▶ [Page text]:
——————————

It's ugly to them, but to me, its kind of the point of it all,
like it or not. Maybe they're all embarrassing. Maybe Tuesdays
is over-raw. Who knows? But it can't be over-raw if it's exactly
how I felt. If it's over-raw then that's who I am, so either way
is true. If you're an artist, you owe the truth. Period. That's
all you really owe. People can make judgments whether they like
it or not. For me, it's exactly how I felt. Maybe my style's over-raw.
Could
there be a song that you've written that would never be released
because it's too close to the bone?
No,
I don't think so. Too close to the bone would be the reason for
releasing it. That would be the point. You want to get as close
to the bone as you can.
What
about the second part of the record, Sunday Mornings?
As
my life changed, we were finishing up what you would now call
Saturday Nights. I started writing other songs, and I could
see this other kind of record as a companion piece. So we started
expanding on that while we were recording the second set of sessions
and at the same time learning how to record and arrange what became
Sunday Mornings. It was this one album that gave birth
to something else it is now.
We
had this great idea, it was cool, and it told a different kind
of story than it would if it were a shuffle selection of easy
listening songs. We were looking to do something different. Definitely
by the time we were recording Sunday Mornings we were aiming
at what we eventually ended up with.
You
mentioned your life changed. You've
been pretty candid about the period you've gone through in the
last year and half to two years, your bout with mental illness
and depression; and going through it in your work. Is there any
fear among artists that without a constant harangue or that constant
inner conflict, you can't create, or is that complete bullshit?
I
think it is. I couldn't write when I was at the worst. I didn't
write for years. It's not really depression, though. It's a different
thing entirely; it's a Dissociative Disorder. The world literally
seems like an hallucination. The world just doesn't seem real.
Imagine living for twenty years as if you were having an acid
flashback. That's what's been going on in my head. And it will
never stop. It's not going to go away. The challenge is to learn
to live with it, to not panic.
The
depression or anxiety comes when the world seems like an hallucination.
You tend to get a little fat and worried, because, you know, it
sucks.
The
truth is in the past year and a half I became complete debilitated
to the point where I could not function at all, but it was a long
decline. It's part of the reason I've had trouble all of my life.
But
as far as creativity goes; if you're a writer, you write. I write
when I feel things. Sometimes I can be very happy and it can remind
me of things in the past that are gone. I wrote On a Tuesday
In Amsterdam Long Ago a few days after Accidentally In
Love (Shrek II soundtrack/nominated for 2004Academy
Award). They're both about the same thing. Tuesdays is about this
idea that while I'm completely in love right now, which is incredibly
beautiful, what if it's just a post card, what if I'm looking
at this moment in my life like a snapshot of something that was
and now isn't a long time from now. It's a very sad song, as opposed
to Accidentally In Love, which is a completely ebullient
song about unabashedly falling in love. I don't know which of
the two I like better. It's harder to write about something that's
happy, maybe, but that doesn't mean you can't. It just means you
need to be a good writer.

——————————

▶ [Required tasks]:
- 1) Answer these questions from the songwriting interview:
(a) According to the speaker, what is the only thing an artist owes?
(b) What condition does the speaker name as the actual one, rather than depression?
(c) A few days after writing which song did the speaker write On a Tuesday In Amsterdam Long Ago?
- 2) Carry on the songwriting interview from its final sentence, keeping the speaker's voice.
The entries are separate material, unrelated to the songwriting interview.

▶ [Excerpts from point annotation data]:
——————————

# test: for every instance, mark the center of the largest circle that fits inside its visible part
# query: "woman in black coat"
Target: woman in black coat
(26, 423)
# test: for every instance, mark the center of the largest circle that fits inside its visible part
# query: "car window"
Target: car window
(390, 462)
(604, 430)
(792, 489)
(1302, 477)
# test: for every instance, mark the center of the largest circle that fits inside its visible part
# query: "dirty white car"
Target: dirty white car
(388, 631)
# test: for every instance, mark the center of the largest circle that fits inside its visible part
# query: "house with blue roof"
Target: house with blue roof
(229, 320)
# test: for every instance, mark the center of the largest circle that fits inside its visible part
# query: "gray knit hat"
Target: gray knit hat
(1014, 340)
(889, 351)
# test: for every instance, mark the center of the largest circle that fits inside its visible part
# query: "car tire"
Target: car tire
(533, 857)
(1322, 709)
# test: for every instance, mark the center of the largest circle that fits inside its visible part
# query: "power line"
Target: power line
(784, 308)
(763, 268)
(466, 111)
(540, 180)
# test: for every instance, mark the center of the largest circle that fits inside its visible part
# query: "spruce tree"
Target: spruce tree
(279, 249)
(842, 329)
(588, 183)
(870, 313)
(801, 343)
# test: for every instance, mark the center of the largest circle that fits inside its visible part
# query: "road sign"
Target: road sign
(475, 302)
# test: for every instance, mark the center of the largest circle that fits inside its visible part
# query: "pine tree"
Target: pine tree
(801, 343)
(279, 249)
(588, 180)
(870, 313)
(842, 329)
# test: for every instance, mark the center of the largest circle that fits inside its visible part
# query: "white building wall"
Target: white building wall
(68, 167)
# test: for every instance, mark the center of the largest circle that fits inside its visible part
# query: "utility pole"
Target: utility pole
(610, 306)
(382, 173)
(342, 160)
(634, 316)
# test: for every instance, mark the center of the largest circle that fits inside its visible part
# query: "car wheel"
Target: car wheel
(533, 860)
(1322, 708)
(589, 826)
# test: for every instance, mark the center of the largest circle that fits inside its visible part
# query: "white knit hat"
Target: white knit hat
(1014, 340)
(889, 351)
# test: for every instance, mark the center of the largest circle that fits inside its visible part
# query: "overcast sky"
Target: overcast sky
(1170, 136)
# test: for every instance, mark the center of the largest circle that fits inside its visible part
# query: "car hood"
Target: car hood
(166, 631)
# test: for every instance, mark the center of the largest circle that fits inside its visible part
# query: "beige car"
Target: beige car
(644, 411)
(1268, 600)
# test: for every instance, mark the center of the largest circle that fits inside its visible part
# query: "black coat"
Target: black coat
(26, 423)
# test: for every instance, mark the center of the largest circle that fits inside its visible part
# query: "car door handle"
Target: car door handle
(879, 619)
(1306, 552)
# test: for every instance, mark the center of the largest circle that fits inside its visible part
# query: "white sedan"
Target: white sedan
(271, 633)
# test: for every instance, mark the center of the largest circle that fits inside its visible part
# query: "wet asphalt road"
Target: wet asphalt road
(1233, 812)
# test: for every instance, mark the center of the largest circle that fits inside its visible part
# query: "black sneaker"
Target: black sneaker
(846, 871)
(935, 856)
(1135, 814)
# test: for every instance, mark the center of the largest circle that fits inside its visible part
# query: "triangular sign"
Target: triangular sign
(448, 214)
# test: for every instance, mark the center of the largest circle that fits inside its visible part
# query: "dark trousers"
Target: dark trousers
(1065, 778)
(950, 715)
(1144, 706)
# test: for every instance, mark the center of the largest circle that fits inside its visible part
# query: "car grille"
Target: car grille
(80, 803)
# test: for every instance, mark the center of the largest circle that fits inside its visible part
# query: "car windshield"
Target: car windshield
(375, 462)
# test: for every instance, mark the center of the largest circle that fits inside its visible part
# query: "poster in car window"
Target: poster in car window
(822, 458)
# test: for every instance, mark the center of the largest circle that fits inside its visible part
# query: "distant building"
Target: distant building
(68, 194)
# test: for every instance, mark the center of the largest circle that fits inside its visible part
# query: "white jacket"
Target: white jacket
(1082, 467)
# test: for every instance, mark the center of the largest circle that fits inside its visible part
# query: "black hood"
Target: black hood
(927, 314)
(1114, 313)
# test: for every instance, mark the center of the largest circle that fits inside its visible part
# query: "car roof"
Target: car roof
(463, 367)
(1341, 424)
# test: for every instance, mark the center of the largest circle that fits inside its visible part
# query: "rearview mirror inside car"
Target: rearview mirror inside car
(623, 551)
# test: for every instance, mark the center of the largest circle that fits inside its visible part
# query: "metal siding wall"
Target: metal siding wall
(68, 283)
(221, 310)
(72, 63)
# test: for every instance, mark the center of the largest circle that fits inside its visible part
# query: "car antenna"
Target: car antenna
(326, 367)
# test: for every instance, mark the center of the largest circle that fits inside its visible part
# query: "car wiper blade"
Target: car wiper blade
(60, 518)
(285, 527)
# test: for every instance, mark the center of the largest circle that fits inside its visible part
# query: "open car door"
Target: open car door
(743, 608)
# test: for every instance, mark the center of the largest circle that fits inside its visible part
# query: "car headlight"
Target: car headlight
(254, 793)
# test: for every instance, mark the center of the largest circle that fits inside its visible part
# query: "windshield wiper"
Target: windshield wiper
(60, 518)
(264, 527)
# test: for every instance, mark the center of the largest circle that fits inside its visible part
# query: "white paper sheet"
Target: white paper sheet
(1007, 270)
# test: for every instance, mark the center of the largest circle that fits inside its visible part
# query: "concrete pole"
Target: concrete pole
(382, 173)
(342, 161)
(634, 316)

——————————

▶ [Answers for this exercise]:
- 1)
(a) The truth.
(b) A Dissociative Disorder.
(c) Accidentally In Love.

- 2)
To
write about those things is a lot harder, because it's harder
to be happy...for me. At a certain point you get tired of trading
your life for song. I've done it for a long time now, under this
impression that my life wasn't anywhere near as important as being
an artist. I'm not sure that's a very good decision to be continuing
to make.
The
song Washington Square reminds me of the Henry James novel
of the same name, mainly because it seems to describe this struggle
with identify and self-doubt in a world of wealth and privilege.
Well,
it's definitely about a loss of self, and it's about losing your
mind. It begins with a complete loss of sense of who you are.
I hadn't read Washington Square; so I can't really say
it relates to that, but yes, the first part of this record is
definitely about completely losing all sense of your self, and
the second part is how do you put your life together when you
don't have a sense of self. How do you go get it if you completely
let go of your life while trying to live it again? You don't know
how to do it, so you'll mostly fail. But that's okay. Life isn't
always about succeeding in everything. Half of success is in the
doing.
I
notice a theme of your work is to use cities as a metaphor for
whatever you are getting at, whether it appears as the name of
a song, Omaha
or Miami or in the case of this record, where city names
appear in almost every song and some titles.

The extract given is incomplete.